───── TASK MATERIAL

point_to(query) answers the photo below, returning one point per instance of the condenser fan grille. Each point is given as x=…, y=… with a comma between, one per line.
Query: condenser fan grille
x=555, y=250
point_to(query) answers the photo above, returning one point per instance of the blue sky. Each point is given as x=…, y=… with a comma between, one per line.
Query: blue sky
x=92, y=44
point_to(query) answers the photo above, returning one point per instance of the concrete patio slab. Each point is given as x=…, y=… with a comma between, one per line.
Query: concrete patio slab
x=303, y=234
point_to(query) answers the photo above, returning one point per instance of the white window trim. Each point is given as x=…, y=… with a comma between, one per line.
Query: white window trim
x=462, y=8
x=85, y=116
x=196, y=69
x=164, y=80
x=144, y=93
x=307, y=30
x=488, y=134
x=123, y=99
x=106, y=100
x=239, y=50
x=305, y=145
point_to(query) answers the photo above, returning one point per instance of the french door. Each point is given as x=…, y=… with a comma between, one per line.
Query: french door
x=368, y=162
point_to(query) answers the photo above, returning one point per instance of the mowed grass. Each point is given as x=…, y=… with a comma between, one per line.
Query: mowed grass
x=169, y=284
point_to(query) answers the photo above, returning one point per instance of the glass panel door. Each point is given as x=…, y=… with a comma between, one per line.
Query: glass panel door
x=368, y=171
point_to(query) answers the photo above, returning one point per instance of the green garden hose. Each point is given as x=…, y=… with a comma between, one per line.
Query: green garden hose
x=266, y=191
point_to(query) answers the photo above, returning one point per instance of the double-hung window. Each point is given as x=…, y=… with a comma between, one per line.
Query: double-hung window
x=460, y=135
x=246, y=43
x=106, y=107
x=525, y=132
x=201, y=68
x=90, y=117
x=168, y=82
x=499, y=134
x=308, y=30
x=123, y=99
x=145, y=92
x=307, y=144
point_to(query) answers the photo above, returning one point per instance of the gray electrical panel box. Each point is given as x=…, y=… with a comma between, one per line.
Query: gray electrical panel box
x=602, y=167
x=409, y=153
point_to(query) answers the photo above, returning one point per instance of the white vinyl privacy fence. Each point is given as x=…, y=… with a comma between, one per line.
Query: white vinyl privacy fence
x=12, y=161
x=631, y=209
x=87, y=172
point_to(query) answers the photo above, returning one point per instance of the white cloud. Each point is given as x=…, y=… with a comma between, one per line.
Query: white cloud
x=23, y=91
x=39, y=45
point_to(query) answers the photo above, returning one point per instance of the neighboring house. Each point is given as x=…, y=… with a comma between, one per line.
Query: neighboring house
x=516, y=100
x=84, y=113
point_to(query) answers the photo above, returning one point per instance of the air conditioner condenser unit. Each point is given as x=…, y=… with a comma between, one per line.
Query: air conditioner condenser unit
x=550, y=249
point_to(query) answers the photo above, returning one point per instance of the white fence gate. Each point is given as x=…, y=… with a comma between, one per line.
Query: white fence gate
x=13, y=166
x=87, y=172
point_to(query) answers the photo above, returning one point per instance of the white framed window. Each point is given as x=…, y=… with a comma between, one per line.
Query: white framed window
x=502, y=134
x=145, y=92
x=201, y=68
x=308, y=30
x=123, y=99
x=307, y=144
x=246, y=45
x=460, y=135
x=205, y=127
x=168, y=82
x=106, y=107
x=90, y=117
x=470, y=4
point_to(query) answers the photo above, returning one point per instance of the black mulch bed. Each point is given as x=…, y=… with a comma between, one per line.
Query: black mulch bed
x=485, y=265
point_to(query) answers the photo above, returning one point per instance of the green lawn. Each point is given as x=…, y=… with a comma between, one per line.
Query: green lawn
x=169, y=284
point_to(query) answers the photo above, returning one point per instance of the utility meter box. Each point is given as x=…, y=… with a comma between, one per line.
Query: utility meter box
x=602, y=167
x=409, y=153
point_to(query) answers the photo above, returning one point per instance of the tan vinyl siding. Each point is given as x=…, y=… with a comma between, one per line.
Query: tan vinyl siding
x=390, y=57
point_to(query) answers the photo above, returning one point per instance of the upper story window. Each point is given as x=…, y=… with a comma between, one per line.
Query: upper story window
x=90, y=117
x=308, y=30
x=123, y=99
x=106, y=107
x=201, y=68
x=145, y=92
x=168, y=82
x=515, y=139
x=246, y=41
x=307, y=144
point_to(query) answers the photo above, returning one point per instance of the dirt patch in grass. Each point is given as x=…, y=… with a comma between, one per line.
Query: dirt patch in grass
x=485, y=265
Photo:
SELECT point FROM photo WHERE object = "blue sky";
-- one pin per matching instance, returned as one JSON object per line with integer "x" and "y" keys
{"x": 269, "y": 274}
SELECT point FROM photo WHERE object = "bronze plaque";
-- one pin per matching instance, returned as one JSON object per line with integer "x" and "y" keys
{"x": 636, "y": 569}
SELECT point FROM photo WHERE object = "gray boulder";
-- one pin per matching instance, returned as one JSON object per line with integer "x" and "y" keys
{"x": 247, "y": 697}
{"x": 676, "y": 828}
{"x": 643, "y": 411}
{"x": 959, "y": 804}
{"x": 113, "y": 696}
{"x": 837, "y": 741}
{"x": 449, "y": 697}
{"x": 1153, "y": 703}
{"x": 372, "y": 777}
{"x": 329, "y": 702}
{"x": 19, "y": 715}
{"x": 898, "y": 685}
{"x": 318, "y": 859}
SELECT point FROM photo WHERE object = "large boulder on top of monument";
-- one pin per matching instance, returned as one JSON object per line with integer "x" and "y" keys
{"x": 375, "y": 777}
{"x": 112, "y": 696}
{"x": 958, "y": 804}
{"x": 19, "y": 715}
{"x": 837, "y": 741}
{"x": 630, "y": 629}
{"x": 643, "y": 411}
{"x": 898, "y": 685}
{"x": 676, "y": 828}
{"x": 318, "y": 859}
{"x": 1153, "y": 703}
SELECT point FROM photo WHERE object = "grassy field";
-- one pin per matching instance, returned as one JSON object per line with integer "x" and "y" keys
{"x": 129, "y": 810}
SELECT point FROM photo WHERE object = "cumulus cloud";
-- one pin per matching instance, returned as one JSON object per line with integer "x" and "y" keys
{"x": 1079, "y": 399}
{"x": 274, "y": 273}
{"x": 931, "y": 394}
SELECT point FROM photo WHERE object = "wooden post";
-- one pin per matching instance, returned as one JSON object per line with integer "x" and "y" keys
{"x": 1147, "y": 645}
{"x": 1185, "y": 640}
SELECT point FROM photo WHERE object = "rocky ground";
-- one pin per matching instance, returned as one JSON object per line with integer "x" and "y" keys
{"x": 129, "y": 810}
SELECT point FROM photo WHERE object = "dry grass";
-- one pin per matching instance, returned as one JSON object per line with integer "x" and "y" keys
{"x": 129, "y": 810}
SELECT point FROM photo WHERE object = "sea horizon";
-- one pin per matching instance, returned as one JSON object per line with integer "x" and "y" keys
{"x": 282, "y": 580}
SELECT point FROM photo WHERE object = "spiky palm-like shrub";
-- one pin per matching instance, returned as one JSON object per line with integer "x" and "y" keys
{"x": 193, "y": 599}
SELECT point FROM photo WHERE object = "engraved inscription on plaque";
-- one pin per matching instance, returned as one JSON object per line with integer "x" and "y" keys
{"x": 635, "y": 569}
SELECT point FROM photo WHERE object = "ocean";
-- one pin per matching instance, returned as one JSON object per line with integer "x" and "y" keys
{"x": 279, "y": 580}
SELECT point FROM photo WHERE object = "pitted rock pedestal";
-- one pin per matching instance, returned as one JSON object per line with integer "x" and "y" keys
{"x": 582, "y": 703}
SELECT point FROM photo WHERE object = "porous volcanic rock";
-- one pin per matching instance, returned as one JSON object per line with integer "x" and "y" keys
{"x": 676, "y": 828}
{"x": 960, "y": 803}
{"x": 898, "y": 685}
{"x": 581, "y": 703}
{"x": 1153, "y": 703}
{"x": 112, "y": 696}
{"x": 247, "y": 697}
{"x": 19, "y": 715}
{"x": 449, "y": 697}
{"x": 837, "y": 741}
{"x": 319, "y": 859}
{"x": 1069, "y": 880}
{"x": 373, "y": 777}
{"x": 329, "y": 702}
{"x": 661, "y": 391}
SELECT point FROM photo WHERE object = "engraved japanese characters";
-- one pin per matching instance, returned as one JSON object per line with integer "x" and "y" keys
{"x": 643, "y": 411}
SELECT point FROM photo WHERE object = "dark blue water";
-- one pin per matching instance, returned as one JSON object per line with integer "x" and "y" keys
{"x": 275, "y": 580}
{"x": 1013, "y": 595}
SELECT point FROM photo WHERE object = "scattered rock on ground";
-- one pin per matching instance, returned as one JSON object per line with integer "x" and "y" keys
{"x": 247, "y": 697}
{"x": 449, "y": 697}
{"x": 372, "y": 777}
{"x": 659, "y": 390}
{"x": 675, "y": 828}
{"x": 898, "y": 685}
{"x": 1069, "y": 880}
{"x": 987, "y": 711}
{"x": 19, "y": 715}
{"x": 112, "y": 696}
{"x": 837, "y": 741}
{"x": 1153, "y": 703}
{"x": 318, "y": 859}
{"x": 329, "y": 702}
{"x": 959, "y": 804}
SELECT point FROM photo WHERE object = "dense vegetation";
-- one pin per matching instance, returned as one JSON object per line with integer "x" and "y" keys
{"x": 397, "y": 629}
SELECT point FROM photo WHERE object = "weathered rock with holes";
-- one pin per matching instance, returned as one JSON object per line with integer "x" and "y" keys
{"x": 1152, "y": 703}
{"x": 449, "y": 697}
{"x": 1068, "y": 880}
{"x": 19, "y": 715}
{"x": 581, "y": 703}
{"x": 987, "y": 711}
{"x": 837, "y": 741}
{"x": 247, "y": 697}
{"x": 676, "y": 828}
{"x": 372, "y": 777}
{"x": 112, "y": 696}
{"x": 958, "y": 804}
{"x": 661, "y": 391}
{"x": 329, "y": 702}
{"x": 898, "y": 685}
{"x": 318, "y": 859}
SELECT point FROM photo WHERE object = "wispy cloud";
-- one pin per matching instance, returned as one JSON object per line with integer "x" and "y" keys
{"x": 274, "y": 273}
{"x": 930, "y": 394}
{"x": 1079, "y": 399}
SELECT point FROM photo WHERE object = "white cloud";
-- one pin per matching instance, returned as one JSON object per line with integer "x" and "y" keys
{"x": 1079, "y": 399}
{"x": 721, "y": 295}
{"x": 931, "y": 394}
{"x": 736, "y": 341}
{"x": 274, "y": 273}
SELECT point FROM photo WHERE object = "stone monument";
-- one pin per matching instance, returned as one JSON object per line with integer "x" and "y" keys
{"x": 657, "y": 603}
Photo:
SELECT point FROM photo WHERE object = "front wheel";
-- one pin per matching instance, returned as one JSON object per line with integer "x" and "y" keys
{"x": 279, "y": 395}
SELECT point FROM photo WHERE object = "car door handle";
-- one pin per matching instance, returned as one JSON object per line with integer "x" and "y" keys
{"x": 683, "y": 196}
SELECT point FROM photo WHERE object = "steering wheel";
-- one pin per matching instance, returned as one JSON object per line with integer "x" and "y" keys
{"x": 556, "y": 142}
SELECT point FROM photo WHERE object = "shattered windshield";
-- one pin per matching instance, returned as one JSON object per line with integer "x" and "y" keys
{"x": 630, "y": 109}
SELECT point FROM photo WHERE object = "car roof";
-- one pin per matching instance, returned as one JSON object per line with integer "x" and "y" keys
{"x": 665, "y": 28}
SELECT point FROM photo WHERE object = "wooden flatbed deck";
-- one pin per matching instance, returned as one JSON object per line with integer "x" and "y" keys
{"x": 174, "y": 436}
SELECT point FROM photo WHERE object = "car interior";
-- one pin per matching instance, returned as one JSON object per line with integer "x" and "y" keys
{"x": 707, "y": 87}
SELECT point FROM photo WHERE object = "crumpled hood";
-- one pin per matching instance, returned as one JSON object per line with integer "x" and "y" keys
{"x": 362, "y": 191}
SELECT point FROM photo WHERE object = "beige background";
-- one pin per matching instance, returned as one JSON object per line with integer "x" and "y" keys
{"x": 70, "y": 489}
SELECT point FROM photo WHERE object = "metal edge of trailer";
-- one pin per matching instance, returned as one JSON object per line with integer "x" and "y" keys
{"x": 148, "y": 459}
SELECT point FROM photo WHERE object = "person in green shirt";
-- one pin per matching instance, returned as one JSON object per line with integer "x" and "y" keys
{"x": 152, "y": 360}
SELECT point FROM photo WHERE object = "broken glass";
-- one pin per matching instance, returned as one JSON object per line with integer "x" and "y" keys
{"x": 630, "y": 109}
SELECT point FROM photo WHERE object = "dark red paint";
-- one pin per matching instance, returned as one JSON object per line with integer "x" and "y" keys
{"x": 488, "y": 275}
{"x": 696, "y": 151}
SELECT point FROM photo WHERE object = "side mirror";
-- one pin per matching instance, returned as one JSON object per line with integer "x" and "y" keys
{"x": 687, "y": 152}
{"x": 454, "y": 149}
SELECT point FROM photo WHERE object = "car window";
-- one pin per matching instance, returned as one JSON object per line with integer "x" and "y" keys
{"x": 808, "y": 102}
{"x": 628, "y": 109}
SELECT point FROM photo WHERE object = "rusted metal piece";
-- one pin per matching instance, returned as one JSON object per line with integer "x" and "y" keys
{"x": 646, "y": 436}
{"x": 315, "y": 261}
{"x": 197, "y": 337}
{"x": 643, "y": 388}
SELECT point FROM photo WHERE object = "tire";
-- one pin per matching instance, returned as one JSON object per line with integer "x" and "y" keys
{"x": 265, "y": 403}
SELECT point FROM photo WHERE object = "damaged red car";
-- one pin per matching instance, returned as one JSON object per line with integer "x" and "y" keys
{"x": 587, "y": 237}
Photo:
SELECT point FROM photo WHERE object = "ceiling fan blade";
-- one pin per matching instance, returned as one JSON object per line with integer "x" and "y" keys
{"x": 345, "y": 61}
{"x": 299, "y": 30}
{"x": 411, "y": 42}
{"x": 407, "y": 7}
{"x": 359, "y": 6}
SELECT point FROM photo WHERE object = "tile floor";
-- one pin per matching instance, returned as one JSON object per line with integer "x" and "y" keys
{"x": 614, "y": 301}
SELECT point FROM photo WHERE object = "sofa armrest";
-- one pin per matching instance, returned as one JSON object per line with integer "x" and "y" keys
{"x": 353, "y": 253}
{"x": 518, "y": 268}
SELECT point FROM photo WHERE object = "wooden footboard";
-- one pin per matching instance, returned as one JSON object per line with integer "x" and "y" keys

──────────

● PROBLEM REQUIREMENTS:
Using the records above, report each line that contains the word "metal" by copying it.

● ANSWER TO THIS PROBLEM:
SELECT point FROM photo WHERE object = "metal edge of trailer";
SELECT point FROM photo WHERE object = "rusted metal piece";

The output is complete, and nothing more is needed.